====== SUPPLIED ENTRIES ======

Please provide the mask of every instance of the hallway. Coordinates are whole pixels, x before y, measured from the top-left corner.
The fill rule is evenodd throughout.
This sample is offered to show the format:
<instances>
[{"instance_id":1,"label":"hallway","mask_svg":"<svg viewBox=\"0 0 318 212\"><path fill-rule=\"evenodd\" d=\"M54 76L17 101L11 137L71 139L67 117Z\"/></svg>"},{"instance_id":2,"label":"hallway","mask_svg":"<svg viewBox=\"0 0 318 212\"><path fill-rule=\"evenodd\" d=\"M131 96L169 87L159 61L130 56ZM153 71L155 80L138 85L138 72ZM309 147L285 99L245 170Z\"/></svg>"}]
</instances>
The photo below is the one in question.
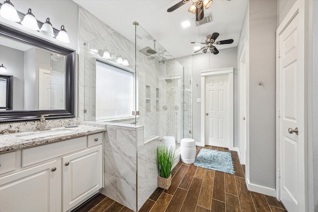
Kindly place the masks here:
<instances>
[{"instance_id":1,"label":"hallway","mask_svg":"<svg viewBox=\"0 0 318 212\"><path fill-rule=\"evenodd\" d=\"M245 182L245 167L237 153L227 148L206 148L230 152L234 175L187 164L181 161L171 172L167 190L158 188L139 210L148 212L286 212L275 198L249 192ZM201 147L197 146L197 154ZM74 212L132 212L121 204L98 194Z\"/></svg>"}]
</instances>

======

** AIM OF THE TASK **
Repeat the data line for line with the same wording, leaving out the pictures.

** EXPECTED ANSWER **
Please provide the mask of every instance of the hallway. Coordinates are whole pixels, x before y, measured from the top-left corner.
The fill rule is evenodd throughout.
This sample is offered to show the format:
<instances>
[{"instance_id":1,"label":"hallway","mask_svg":"<svg viewBox=\"0 0 318 212\"><path fill-rule=\"evenodd\" d=\"M54 76L17 101L11 137L71 139L67 117Z\"/></svg>"},{"instance_id":2,"label":"hallway","mask_svg":"<svg viewBox=\"0 0 318 212\"><path fill-rule=\"evenodd\" d=\"M131 96L169 87L159 61L130 56ZM153 71L155 80L138 85L138 72ZM309 147L285 99L245 170Z\"/></svg>"}]
</instances>
The photo below is the one in question.
Kindly place the masks here:
<instances>
[{"instance_id":1,"label":"hallway","mask_svg":"<svg viewBox=\"0 0 318 212\"><path fill-rule=\"evenodd\" d=\"M245 182L245 167L237 153L227 148L206 148L230 152L234 175L187 164L181 161L171 172L167 190L158 188L139 210L148 212L286 212L275 198L249 192ZM201 147L197 146L197 154ZM74 212L132 212L121 204L98 194Z\"/></svg>"}]
</instances>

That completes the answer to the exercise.